**The request**. Tally the lines in the listing below that contain the string "cliff". Give only the number.

Dataset excerpt

▶

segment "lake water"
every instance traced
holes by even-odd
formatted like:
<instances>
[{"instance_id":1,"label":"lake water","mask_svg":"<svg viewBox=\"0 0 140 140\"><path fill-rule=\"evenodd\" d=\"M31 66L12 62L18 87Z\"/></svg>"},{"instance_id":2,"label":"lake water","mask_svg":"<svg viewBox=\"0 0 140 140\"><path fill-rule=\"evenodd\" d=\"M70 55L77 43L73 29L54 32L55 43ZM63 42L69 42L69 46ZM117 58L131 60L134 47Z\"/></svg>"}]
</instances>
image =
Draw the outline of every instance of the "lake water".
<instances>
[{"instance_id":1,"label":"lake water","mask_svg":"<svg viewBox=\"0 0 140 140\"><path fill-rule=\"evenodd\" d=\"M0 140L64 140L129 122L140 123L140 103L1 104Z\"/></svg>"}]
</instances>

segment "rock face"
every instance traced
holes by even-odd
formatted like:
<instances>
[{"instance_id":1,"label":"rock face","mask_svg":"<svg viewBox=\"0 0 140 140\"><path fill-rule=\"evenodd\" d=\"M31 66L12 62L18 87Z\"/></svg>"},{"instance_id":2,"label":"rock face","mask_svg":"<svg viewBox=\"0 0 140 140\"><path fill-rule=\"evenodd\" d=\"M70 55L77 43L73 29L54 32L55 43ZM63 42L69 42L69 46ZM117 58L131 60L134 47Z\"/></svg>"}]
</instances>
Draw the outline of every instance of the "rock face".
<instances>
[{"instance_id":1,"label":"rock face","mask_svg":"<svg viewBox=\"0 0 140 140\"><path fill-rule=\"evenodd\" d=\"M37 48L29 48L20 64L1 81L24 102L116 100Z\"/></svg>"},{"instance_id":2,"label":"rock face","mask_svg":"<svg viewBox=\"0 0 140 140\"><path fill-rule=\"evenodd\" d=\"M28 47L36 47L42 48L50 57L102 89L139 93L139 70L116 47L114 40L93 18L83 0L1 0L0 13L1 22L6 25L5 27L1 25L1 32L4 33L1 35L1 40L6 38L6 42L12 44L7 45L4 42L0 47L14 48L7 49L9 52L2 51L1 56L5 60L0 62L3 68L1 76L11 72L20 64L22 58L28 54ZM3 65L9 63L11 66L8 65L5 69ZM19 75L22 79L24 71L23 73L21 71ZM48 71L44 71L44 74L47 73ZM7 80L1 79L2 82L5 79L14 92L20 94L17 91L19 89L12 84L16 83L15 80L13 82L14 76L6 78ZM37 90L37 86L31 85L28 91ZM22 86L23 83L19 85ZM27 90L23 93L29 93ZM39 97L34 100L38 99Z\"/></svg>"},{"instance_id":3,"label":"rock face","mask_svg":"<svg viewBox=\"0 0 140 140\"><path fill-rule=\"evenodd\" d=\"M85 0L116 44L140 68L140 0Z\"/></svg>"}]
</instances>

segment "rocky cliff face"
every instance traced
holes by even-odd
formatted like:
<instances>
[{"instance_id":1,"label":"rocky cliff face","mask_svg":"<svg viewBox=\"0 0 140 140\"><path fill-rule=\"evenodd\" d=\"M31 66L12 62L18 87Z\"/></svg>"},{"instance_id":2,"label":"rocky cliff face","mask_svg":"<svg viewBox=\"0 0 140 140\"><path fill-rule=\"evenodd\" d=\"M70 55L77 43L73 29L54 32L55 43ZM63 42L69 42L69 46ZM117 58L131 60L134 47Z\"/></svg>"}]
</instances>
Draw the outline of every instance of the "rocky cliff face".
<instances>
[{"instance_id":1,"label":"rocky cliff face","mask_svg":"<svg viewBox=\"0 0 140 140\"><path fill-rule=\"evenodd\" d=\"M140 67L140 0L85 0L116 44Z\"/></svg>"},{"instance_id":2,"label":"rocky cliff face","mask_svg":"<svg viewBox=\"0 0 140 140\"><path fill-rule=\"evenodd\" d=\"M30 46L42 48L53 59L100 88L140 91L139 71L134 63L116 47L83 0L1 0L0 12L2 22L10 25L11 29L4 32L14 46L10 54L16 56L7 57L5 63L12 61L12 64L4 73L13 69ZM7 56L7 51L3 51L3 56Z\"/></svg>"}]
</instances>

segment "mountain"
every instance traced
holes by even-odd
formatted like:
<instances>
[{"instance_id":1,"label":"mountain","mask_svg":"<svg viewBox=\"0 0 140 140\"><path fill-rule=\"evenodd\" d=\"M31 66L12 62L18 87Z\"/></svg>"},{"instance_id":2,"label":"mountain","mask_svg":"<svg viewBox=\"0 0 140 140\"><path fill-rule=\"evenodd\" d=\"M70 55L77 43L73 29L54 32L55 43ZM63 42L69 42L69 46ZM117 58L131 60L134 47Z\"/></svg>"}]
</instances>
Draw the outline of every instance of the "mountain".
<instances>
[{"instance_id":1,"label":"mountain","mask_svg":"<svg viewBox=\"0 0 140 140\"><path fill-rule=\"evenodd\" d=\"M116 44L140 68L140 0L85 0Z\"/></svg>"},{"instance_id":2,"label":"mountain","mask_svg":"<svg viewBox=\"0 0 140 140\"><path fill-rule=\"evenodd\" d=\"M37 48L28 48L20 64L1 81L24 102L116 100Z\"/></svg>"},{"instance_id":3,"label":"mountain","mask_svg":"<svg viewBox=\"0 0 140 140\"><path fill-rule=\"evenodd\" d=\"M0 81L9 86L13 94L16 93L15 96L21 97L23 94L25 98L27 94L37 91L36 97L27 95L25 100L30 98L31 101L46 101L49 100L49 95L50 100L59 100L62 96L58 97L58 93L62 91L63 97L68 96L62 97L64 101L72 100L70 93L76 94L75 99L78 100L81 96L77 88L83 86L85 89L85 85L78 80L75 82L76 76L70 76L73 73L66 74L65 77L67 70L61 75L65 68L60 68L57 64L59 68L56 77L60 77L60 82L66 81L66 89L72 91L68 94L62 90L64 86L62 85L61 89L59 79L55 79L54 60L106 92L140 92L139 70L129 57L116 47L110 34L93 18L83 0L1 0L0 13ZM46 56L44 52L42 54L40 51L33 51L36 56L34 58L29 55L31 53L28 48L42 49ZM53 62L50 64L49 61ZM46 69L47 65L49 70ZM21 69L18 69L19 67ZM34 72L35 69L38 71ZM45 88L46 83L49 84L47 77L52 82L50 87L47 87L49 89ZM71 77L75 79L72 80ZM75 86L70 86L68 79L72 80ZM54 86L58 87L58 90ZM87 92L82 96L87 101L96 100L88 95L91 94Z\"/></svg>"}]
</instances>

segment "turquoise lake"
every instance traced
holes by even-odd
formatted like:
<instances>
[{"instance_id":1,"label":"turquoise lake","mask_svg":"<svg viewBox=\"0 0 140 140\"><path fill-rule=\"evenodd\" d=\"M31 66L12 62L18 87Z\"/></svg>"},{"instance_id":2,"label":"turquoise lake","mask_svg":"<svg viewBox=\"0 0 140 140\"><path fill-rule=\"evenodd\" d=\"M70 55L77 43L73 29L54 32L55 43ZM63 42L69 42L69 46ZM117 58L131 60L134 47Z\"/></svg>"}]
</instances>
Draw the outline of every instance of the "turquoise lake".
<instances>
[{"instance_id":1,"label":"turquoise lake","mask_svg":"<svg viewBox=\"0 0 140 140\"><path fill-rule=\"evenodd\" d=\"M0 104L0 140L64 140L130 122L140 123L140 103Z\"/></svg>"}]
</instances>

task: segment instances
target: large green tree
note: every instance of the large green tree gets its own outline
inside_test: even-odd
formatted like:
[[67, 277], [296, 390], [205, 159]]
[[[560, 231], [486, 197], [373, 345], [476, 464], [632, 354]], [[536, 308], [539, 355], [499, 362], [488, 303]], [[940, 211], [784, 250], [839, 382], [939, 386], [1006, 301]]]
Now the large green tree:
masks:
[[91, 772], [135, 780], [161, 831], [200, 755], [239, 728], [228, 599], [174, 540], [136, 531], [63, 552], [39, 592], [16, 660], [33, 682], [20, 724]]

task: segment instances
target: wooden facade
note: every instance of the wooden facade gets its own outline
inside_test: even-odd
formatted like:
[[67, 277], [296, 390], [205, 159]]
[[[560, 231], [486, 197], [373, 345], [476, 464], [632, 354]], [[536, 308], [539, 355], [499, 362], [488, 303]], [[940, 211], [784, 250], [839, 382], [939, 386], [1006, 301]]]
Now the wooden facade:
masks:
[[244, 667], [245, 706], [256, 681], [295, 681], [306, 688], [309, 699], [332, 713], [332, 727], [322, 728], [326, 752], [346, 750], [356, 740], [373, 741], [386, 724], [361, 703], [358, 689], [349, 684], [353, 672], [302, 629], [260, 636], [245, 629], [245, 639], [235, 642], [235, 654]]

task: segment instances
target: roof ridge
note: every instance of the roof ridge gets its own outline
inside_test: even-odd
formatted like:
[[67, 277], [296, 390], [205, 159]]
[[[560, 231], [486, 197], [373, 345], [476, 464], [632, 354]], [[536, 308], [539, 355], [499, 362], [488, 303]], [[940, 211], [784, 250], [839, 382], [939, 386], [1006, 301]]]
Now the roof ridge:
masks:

◀

**Solution for this problem**. 4